--- start of Dataset records ---

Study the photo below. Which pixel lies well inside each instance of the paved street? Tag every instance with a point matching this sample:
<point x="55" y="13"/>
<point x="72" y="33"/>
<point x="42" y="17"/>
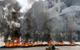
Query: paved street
<point x="43" y="48"/>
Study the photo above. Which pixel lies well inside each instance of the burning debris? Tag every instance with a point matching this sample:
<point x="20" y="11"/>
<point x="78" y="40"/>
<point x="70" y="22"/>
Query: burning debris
<point x="39" y="22"/>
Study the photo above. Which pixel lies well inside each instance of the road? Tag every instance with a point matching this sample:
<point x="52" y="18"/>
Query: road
<point x="43" y="48"/>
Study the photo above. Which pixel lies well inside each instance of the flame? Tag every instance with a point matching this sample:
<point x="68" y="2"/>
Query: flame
<point x="33" y="44"/>
<point x="42" y="43"/>
<point x="26" y="44"/>
<point x="7" y="44"/>
<point x="61" y="43"/>
<point x="29" y="44"/>
<point x="51" y="43"/>
<point x="17" y="42"/>
<point x="72" y="43"/>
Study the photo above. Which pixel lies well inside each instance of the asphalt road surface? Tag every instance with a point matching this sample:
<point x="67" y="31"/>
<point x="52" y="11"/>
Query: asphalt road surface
<point x="43" y="48"/>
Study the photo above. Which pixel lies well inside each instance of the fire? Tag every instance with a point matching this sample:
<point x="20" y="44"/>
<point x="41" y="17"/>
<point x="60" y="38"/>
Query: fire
<point x="51" y="43"/>
<point x="26" y="44"/>
<point x="72" y="43"/>
<point x="61" y="43"/>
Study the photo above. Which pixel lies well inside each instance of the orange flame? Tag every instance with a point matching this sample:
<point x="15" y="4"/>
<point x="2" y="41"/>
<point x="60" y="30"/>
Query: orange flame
<point x="7" y="44"/>
<point x="17" y="42"/>
<point x="72" y="43"/>
<point x="26" y="44"/>
<point x="61" y="43"/>
<point x="33" y="44"/>
<point x="52" y="42"/>
<point x="42" y="43"/>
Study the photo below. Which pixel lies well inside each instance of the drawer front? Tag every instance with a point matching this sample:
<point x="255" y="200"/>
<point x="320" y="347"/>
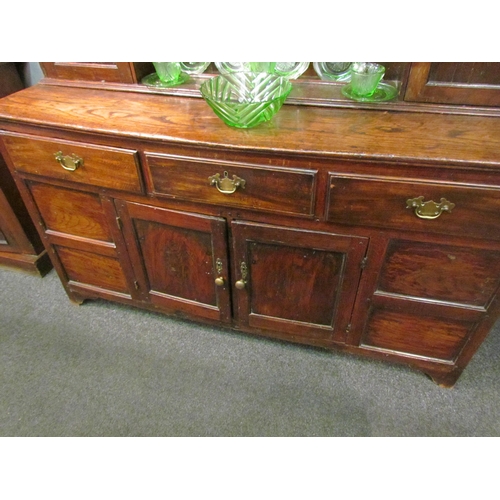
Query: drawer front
<point x="381" y="202"/>
<point x="71" y="213"/>
<point x="100" y="166"/>
<point x="277" y="189"/>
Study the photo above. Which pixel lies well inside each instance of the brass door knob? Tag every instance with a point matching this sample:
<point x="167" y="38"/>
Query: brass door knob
<point x="240" y="284"/>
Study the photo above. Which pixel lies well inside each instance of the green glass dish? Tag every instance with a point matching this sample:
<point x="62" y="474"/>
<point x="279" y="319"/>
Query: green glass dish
<point x="246" y="99"/>
<point x="383" y="92"/>
<point x="154" y="81"/>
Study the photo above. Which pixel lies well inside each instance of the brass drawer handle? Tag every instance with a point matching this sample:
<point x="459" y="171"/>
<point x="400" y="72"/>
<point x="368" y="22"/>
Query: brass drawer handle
<point x="70" y="163"/>
<point x="225" y="184"/>
<point x="429" y="209"/>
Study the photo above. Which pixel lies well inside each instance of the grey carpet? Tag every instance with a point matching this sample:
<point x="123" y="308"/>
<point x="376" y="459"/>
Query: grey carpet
<point x="102" y="369"/>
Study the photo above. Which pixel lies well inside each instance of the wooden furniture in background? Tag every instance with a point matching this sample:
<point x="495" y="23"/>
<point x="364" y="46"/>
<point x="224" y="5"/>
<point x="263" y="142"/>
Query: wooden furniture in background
<point x="20" y="244"/>
<point x="359" y="229"/>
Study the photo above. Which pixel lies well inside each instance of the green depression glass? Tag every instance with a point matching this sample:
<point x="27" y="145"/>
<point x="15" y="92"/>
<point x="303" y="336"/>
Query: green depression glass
<point x="290" y="70"/>
<point x="245" y="99"/>
<point x="365" y="78"/>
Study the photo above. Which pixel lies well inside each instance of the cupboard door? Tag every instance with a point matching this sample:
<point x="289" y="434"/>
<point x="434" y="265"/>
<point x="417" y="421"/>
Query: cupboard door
<point x="181" y="257"/>
<point x="455" y="83"/>
<point x="430" y="300"/>
<point x="297" y="282"/>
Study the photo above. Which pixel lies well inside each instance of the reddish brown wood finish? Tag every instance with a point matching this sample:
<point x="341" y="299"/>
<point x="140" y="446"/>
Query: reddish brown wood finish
<point x="105" y="167"/>
<point x="120" y="72"/>
<point x="299" y="282"/>
<point x="20" y="244"/>
<point x="382" y="202"/>
<point x="333" y="256"/>
<point x="178" y="253"/>
<point x="267" y="187"/>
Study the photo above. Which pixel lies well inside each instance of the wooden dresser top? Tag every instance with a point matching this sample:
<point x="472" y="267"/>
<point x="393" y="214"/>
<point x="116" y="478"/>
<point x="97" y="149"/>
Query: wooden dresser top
<point x="425" y="138"/>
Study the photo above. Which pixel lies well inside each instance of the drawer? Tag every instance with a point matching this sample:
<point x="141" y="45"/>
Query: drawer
<point x="99" y="166"/>
<point x="269" y="188"/>
<point x="383" y="202"/>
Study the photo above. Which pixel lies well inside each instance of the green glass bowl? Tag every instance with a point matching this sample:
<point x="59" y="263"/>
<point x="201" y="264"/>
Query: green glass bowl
<point x="246" y="99"/>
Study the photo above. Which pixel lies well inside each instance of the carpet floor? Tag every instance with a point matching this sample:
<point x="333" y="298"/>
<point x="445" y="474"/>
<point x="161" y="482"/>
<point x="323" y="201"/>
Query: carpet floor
<point x="102" y="369"/>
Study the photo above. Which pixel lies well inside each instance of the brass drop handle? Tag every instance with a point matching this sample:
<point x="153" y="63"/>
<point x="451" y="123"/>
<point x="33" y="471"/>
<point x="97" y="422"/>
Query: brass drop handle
<point x="219" y="281"/>
<point x="241" y="283"/>
<point x="429" y="209"/>
<point x="68" y="162"/>
<point x="226" y="185"/>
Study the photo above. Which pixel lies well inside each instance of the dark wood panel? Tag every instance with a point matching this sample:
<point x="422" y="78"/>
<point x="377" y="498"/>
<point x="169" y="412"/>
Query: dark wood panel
<point x="404" y="332"/>
<point x="102" y="166"/>
<point x="299" y="282"/>
<point x="454" y="83"/>
<point x="120" y="72"/>
<point x="72" y="212"/>
<point x="92" y="269"/>
<point x="441" y="272"/>
<point x="179" y="253"/>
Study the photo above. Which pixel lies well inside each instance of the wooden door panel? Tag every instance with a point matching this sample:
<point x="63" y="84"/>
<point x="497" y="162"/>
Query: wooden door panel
<point x="71" y="212"/>
<point x="181" y="255"/>
<point x="85" y="269"/>
<point x="301" y="283"/>
<point x="454" y="83"/>
<point x="404" y="332"/>
<point x="441" y="272"/>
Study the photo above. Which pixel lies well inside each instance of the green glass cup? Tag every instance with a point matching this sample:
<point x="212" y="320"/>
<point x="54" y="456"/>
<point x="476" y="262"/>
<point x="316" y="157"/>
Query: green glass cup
<point x="168" y="72"/>
<point x="365" y="78"/>
<point x="263" y="67"/>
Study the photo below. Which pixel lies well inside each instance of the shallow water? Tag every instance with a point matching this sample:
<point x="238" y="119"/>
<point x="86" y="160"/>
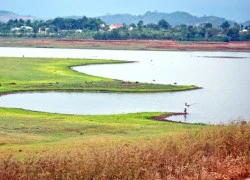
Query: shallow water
<point x="226" y="83"/>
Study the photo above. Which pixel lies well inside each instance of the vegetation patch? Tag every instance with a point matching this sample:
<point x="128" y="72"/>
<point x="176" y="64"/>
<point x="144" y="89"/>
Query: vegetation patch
<point x="43" y="74"/>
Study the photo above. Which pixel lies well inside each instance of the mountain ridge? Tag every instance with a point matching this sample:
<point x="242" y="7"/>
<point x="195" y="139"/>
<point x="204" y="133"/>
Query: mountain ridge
<point x="174" y="18"/>
<point x="5" y="16"/>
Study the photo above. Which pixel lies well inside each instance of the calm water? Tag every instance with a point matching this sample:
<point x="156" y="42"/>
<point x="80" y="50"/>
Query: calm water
<point x="226" y="83"/>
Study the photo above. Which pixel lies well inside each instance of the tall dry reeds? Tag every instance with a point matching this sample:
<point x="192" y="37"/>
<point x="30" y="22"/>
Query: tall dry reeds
<point x="221" y="152"/>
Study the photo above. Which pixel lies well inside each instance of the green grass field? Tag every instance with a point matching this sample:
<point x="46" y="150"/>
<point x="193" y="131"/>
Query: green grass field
<point x="41" y="74"/>
<point x="36" y="145"/>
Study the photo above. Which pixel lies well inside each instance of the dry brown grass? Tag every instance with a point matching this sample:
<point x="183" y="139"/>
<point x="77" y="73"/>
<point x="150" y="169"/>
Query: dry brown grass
<point x="222" y="152"/>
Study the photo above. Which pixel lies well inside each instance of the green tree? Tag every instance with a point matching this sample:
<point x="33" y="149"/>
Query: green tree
<point x="163" y="24"/>
<point x="234" y="33"/>
<point x="225" y="25"/>
<point x="140" y="25"/>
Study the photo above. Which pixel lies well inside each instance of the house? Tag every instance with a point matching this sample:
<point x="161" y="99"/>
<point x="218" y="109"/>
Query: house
<point x="27" y="28"/>
<point x="78" y="31"/>
<point x="115" y="26"/>
<point x="244" y="31"/>
<point x="130" y="28"/>
<point x="43" y="30"/>
<point x="15" y="29"/>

--- end of Dataset records ---

Can you reproduce the records word for word, starting at the line that contains "the dry brown" and stopping after the last line of the records?

* Solution below *
Study the photo above. Which pixel lies well inside each instance of the dry brown grass? Tag every instance with a point matching this sample:
<point x="183" y="139"/>
<point x="77" y="73"/>
<point x="150" y="169"/>
Query: dry brown grass
<point x="222" y="152"/>
Study the photo above. Which pixel lies well inside each instance of the green tree? Tag every instance with a point matching this sample:
<point x="33" y="149"/>
Query: green tree
<point x="163" y="24"/>
<point x="234" y="33"/>
<point x="225" y="25"/>
<point x="140" y="25"/>
Study the photo above. Which pixel lies well inside each instance of the house? Tag every instance with a point matching this sample:
<point x="161" y="99"/>
<point x="218" y="109"/>
Query: house
<point x="27" y="28"/>
<point x="78" y="31"/>
<point x="115" y="26"/>
<point x="244" y="31"/>
<point x="130" y="28"/>
<point x="43" y="30"/>
<point x="15" y="29"/>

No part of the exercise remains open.